| Exercise instructions |
[A] Answer these questions using the text on Genomförandegruppen, one line per answer, marked the same way.
(i) Who led the group?
(ii) Which department was state secretary Hans Lindblad from?
(iii) In what year was the group's report made public?
[B] Write the next part of the text on Genomförandegruppen, starting right after its final sentence.

[Opening Text shown section]

Genomförandegruppen (The Implementation group) was the name of an internal work group that in 2008, within the Reinfeldt Cabinet office, in Sweden was formed, which, according to a press release later issued by the Cabinet office, had been tasked to "produce decision basis for continued effectivisation of the [Swedish] defence force's materiel procurement".
The Group also were claimed to have been tasked to propose how a "purposive materiel supply adapted to needs of the new intervention defence" could be achieved.
The purpose was stated to lower costs, but was also ideologically in line with the cabinet's stance of the infallible market forces, going from domestic development to "buy off the shelf" regardless of sarcastic remarks that there was no "Panzermarkt" to purchase from.
Genomförandegruppen was led by the secretary of state from the Defence department Håkan Jevrell, the other participants were state secretary Hans Lindblad (Finance department), state secretary Jöran Hägglund (Enterprise department), the members of parliament Holger Gustafsson (KD), Anders Svärd (C) och Allan Widman (Fp). To their assistance, they had a secretariat of public servants from the Defence department at disposal.
The group, carefully avoiding to consult military experts within the armed forces, wrote a report made public in 2008 were they presented an extensive list of procurements, projects and studies that were to either be reduced or eliminated entirely.

[Closing Text shown section]
[Opening Data excerpts section]

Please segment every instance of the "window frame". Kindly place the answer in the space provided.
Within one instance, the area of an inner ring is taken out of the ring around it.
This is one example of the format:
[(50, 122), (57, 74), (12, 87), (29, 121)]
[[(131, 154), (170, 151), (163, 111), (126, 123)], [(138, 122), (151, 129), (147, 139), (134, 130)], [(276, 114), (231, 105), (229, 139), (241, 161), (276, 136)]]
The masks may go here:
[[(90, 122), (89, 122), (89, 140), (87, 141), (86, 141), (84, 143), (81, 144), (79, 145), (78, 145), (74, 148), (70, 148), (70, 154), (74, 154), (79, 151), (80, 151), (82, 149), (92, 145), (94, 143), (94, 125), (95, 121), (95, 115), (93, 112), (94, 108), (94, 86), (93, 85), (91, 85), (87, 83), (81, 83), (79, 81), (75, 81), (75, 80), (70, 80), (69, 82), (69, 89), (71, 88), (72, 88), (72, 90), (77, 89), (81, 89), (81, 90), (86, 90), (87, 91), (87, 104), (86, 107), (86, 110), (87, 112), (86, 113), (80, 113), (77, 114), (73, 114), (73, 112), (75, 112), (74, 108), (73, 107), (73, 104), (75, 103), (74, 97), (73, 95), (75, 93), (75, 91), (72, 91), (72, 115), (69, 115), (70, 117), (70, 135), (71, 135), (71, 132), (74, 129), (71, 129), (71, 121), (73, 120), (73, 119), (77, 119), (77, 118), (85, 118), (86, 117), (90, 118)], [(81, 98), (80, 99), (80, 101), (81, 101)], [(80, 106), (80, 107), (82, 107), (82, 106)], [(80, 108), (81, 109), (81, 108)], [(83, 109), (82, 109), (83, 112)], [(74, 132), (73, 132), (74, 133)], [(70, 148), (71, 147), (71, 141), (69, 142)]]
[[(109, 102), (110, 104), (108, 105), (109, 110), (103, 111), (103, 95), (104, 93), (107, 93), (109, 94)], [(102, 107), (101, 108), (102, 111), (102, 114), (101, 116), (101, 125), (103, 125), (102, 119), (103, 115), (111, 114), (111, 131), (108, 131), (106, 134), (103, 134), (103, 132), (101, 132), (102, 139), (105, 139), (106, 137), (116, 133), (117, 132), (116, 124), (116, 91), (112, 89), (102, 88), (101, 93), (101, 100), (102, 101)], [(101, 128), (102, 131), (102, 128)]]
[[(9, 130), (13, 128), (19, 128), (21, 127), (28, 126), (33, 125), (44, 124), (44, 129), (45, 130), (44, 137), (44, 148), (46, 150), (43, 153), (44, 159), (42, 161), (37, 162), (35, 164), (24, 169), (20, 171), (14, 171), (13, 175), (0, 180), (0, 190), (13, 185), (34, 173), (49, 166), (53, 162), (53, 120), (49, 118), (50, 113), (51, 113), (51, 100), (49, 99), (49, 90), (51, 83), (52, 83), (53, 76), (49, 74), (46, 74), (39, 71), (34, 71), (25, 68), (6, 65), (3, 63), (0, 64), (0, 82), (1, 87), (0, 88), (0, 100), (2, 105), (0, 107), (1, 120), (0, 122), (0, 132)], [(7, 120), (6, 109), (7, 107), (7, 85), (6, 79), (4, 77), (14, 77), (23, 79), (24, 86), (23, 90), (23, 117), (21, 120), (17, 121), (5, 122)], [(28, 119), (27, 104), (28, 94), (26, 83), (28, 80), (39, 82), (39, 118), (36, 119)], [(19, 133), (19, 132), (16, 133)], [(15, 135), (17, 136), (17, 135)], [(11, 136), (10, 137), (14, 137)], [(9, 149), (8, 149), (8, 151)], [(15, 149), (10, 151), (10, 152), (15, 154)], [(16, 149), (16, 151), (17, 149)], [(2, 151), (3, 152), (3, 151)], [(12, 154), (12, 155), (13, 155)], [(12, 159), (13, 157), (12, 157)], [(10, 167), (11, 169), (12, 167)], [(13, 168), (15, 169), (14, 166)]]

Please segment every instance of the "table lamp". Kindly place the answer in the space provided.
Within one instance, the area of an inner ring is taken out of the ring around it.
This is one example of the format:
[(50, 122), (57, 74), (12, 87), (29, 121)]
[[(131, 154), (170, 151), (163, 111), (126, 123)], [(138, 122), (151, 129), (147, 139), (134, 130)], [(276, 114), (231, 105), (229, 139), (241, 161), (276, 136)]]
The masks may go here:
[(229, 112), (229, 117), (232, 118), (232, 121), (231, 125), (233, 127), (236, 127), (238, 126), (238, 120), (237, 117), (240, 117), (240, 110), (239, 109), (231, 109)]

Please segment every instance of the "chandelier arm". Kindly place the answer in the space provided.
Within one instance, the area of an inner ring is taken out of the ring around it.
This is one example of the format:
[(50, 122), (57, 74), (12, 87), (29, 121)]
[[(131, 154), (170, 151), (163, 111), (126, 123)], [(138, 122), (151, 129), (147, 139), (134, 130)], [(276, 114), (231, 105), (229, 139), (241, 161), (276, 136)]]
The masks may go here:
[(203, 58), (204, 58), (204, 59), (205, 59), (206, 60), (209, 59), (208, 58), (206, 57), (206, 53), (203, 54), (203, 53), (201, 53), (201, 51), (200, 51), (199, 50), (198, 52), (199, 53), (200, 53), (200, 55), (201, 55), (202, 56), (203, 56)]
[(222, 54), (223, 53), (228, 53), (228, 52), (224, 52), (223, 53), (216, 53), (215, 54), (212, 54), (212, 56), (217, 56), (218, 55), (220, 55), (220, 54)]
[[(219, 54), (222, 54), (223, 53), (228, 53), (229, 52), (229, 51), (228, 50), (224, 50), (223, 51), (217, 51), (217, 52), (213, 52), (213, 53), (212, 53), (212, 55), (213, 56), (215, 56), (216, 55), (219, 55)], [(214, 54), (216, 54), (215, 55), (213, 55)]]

[Closing Data excerpts section]

| Answer section |
[A]
(i) Håkan Jevrell, the secretary of state from the Defence department.
(ii) The Finance department.
(iii) 2008.

[B]
The two leading military bloggers at the time, WisemanWisdoms and Skipper were scolding in the critique of the results, calling the report the result of "amateur's night", not least because the abrupt terminations often resulted in higher costs than to complete the projects. The conclusion drawn by the Riksrevision when they were done with their inquiry of the matter was the same, the cuts had been made without consideration of the severe  impact of the defence capabilities while not even near to save as much money as Genomförandegruppen had predicted due to the (for  themselves) unexpected extra cost it resulted in.

Among the cancelled:
 Air defence missiles for the Visby-class corvette.
 REMO (renovation/modification) for CV90 and strv 122.
 Purchase of the newly developed AMOS-turret to mount in the 40 CV90 chassis already built for the specific purpose.
 Materiel for CAS to Swedish forces in international service.
 Purchase of tactical UAV for forces on international missions.
 Halflife REMO for HSwMS Orion (A201). This later resulted in the vessel having to be replaced as no longer seaworthy.